**WORK ITEM**. The entries that follow should come back exactly, with no pictures among them.

[Natural language region descriptions]
'''
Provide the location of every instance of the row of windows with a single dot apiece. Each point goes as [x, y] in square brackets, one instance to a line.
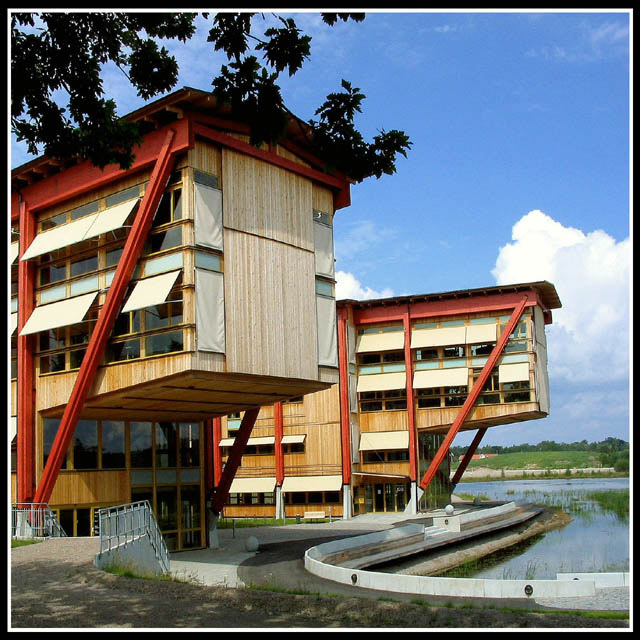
[102, 444]
[454, 396]
[297, 497]
[391, 361]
'''
**YOUR SOLUTION**.
Provide the location of every instance of the row of windows with a single dot apiece. Each point goes as [x, y] in square brackets, one instance to a line.
[102, 444]
[454, 396]
[297, 497]
[391, 361]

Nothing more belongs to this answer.